* Exercise description
Print every record below line for line without changes, omitting the pictures.

Records for pointing at objects in photos
++++

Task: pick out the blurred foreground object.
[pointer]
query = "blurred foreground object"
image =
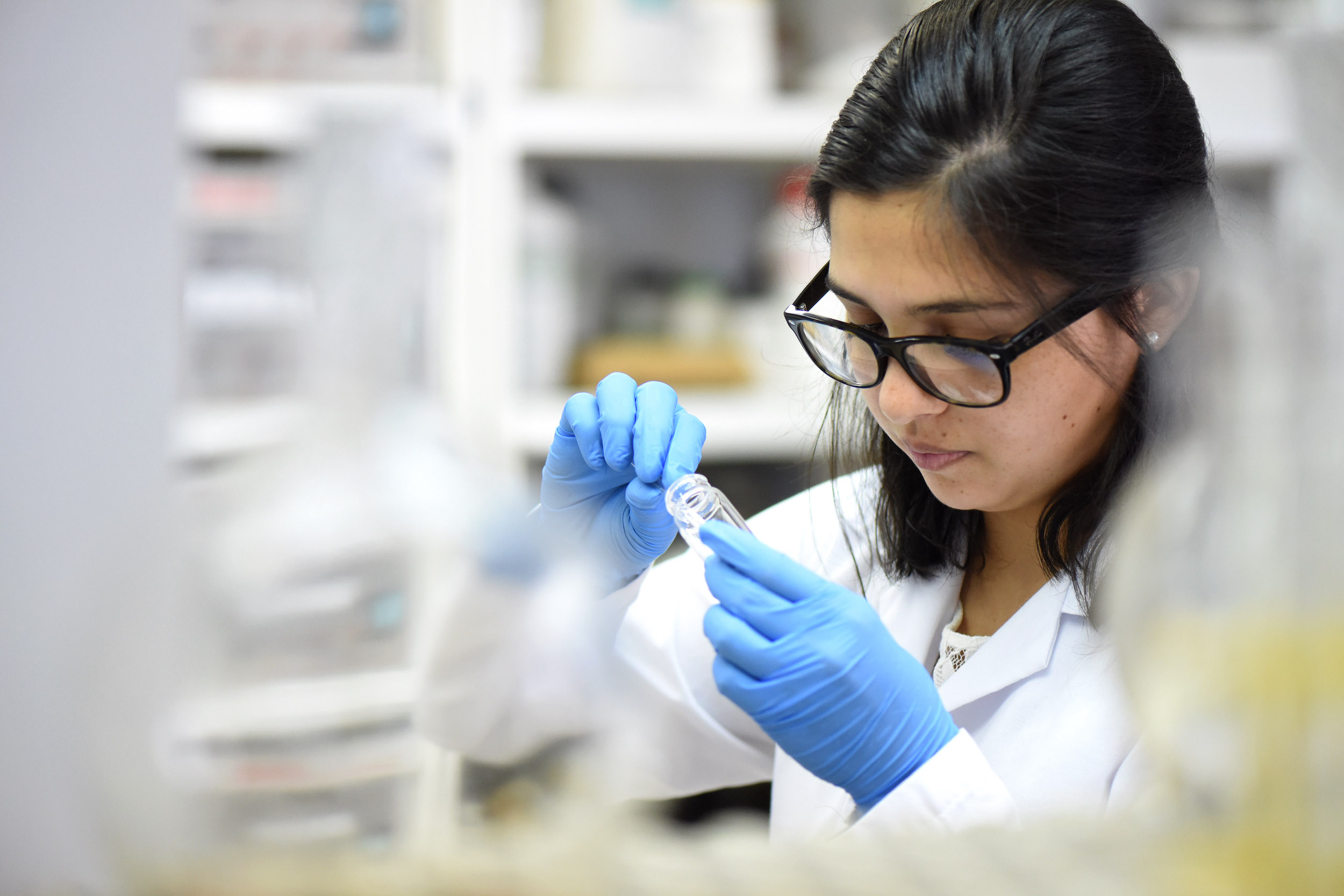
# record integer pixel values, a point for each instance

++++

* Response for this exercise
Task: pick out the blurred foreground object.
[pointer]
query = "blurred foreground object"
image =
# record integer pixel values, a point for each instance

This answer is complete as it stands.